* _STORED DATA_:
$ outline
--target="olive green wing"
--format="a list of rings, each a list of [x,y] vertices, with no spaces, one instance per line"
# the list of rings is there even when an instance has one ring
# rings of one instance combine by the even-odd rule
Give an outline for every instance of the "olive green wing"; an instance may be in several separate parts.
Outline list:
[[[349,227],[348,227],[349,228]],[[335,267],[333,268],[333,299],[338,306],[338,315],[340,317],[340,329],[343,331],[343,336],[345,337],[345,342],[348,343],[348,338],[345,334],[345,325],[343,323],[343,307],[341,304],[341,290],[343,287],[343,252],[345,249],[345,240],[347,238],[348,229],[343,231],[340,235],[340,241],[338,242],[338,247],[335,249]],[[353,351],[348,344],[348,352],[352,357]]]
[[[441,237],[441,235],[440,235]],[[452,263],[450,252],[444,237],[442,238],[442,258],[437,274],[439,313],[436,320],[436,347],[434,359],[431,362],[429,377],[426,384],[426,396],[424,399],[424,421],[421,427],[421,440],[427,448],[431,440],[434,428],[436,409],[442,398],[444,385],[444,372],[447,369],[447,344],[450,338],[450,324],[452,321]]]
==
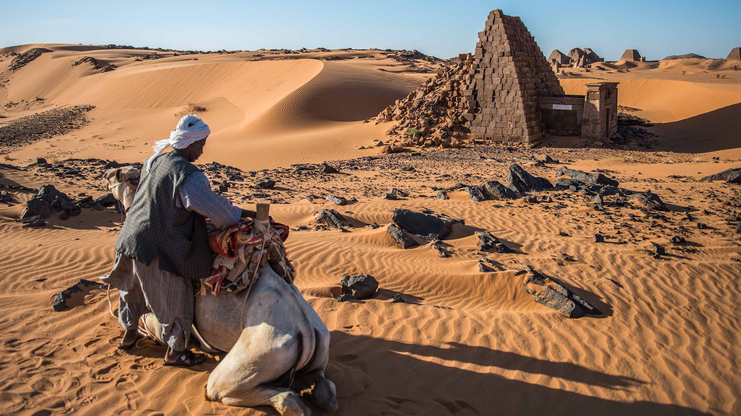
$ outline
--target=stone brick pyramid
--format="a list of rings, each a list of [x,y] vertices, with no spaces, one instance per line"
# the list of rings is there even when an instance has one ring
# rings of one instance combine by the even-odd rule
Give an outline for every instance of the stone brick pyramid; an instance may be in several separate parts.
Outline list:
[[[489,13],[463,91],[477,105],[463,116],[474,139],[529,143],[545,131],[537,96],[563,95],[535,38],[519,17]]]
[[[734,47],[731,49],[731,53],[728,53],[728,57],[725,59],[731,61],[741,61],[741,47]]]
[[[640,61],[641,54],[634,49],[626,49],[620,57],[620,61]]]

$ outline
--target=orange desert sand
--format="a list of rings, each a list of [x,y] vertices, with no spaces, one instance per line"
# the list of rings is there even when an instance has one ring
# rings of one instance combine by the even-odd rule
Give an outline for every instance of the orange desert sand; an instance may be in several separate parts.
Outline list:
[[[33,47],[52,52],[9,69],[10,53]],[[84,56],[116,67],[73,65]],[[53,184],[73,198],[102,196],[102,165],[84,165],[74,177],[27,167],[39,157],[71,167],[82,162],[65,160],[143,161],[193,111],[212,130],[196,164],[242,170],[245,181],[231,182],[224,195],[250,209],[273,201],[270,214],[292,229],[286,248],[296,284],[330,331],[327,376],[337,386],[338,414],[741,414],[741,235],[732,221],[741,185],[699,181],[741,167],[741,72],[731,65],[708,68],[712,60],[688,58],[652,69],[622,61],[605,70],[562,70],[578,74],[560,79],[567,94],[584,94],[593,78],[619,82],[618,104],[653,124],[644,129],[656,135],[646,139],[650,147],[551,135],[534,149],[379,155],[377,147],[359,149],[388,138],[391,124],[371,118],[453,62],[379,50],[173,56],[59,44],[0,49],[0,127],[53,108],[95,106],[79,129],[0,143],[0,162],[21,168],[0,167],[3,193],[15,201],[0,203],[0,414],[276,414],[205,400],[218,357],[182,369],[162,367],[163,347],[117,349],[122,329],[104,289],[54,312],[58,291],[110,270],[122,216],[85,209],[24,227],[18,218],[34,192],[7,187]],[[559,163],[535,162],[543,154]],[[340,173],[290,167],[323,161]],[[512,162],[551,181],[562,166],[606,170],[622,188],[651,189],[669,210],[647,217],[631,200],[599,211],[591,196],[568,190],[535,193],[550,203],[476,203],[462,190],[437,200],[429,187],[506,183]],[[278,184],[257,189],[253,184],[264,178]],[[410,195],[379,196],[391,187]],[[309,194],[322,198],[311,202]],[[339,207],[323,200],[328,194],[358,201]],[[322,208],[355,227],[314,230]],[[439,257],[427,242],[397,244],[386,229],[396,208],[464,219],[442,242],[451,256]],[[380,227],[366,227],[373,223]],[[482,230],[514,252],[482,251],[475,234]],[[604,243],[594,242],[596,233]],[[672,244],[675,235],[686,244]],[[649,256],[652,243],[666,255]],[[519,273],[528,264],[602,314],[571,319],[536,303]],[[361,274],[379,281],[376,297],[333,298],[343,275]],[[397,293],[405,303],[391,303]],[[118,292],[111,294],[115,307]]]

* _TASK TO COMPLETE_: Locate each line above that contains the word "wing" and copy those lines out in full.

* _PROBLEM SOLUTION_:
--target="olive green wing"
Give an outline for every instance of the "olive green wing"; an instance may be in several separate parts.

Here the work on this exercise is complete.